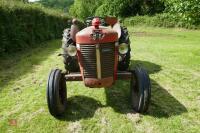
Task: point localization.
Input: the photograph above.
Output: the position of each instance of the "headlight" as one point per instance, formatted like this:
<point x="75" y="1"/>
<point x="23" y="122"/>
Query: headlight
<point x="64" y="41"/>
<point x="71" y="50"/>
<point x="123" y="48"/>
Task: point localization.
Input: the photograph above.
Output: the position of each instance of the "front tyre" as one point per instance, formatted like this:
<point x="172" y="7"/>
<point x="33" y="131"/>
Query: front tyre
<point x="56" y="93"/>
<point x="140" y="90"/>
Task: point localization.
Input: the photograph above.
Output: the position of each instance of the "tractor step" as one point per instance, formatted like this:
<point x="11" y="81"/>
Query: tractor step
<point x="121" y="75"/>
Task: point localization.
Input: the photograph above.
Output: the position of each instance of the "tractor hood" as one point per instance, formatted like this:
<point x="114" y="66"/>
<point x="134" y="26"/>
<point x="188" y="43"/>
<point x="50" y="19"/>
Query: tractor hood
<point x="92" y="35"/>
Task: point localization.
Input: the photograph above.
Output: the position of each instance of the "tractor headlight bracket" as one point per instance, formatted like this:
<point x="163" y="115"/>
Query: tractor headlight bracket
<point x="71" y="50"/>
<point x="123" y="48"/>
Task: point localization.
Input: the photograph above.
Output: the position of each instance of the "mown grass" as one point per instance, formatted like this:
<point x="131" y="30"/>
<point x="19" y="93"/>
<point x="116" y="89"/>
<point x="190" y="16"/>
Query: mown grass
<point x="171" y="56"/>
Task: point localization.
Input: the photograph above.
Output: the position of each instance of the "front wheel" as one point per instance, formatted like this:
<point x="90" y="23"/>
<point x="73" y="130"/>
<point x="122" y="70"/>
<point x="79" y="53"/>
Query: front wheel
<point x="56" y="93"/>
<point x="140" y="90"/>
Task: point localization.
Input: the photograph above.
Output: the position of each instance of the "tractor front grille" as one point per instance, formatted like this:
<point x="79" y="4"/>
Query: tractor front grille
<point x="107" y="59"/>
<point x="88" y="53"/>
<point x="89" y="59"/>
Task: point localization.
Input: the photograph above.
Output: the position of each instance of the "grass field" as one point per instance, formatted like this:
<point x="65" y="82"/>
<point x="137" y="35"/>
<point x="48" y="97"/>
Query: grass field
<point x="171" y="56"/>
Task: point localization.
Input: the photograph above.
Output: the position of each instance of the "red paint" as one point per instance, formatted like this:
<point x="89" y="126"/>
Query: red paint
<point x="111" y="20"/>
<point x="96" y="22"/>
<point x="84" y="36"/>
<point x="116" y="63"/>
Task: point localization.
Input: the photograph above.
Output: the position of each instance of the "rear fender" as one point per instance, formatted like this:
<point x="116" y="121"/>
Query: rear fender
<point x="117" y="28"/>
<point x="73" y="31"/>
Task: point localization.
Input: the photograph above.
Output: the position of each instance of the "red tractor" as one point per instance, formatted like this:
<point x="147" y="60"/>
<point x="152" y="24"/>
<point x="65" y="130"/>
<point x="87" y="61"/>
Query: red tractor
<point x="98" y="54"/>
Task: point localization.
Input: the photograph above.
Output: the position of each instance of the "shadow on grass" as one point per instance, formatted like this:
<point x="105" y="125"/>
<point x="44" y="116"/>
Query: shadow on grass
<point x="163" y="104"/>
<point x="12" y="66"/>
<point x="80" y="107"/>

Goal of the exercise
Omit every picture, then reproduce the rest of the listing exactly.

Output
Task: point localization.
Input: the photograph above.
Output: the position of each instance of the "headlight" as one point per instance, formatted like this:
<point x="75" y="1"/>
<point x="23" y="122"/>
Query: headlight
<point x="64" y="41"/>
<point x="71" y="50"/>
<point x="123" y="48"/>
Task: point localization.
Input: the photograph above.
Output: the position of each instance of the "front tyre" as one point per instance, formatted like this:
<point x="172" y="7"/>
<point x="33" y="131"/>
Query: front tyre
<point x="56" y="93"/>
<point x="140" y="90"/>
Task: point localization.
Input: the photograph above.
Output: the position of each instance of the "tractor step" as one point per instance, formatted like this:
<point x="11" y="81"/>
Query: tractor step
<point x="121" y="75"/>
Task: point localization.
Input: the photograph above.
Output: the position of each instance of the "tractor hood" as one point per instance, formatted like this:
<point x="114" y="66"/>
<point x="134" y="26"/>
<point x="188" y="43"/>
<point x="50" y="19"/>
Query: tractor hood
<point x="92" y="35"/>
Task: point localization.
Input: the photograph above.
Output: the position of each instance of the "tractor headlight bracket" as one point per instance, formatted like this:
<point x="163" y="115"/>
Query: tractor headlight bracket
<point x="71" y="50"/>
<point x="123" y="48"/>
Task: point localization.
Input: the photograph above.
Output: the position of each instance of the "mown grass" as one point per instance, formatted like this:
<point x="131" y="30"/>
<point x="19" y="93"/>
<point x="116" y="89"/>
<point x="190" y="16"/>
Query: mown grass
<point x="171" y="56"/>
Task: point localization.
Input: the photograph above.
Output: the position of each instance of the "front wheel" as one point per instance, formatted like this:
<point x="90" y="23"/>
<point x="73" y="130"/>
<point x="122" y="70"/>
<point x="79" y="53"/>
Query: front wheel
<point x="56" y="93"/>
<point x="140" y="90"/>
Task: point localization.
Input: the photograph above.
Output: the position of each instance of the "tractor front grille" as one point per instance, formatted like this:
<point x="79" y="4"/>
Query: tractor front grille
<point x="107" y="59"/>
<point x="88" y="53"/>
<point x="89" y="59"/>
Task: point localization.
Input: the photograph above.
Output: the position of each instance of the "grass field" as one point per instance, formatted like this:
<point x="65" y="82"/>
<point x="137" y="35"/>
<point x="48" y="97"/>
Query: grass field
<point x="171" y="56"/>
Task: point localization.
Input: the photograph above.
Output: the position of each instance of the "red paint" as one point per instance, formatted like this:
<point x="89" y="126"/>
Query: red paint
<point x="111" y="20"/>
<point x="96" y="22"/>
<point x="84" y="36"/>
<point x="116" y="63"/>
Task: point localization.
Input: the photograph above.
Output: the position of each instance of the "rear fender" as one point per instance, formatted like this:
<point x="116" y="121"/>
Query: rear fender
<point x="117" y="28"/>
<point x="73" y="31"/>
Task: point localization.
Input: the photograph above.
Output: the position of each instance of the "red tractor" as one point per instance, formatted like this:
<point x="147" y="60"/>
<point x="152" y="24"/>
<point x="65" y="130"/>
<point x="87" y="61"/>
Query: red tractor
<point x="98" y="54"/>
Task: point localization.
Input: the photograph above.
Output: the position of each instance of the "shadow on grass" as one point per instance, formatted like this:
<point x="105" y="125"/>
<point x="44" y="116"/>
Query: shadow on grass
<point x="163" y="104"/>
<point x="12" y="66"/>
<point x="80" y="107"/>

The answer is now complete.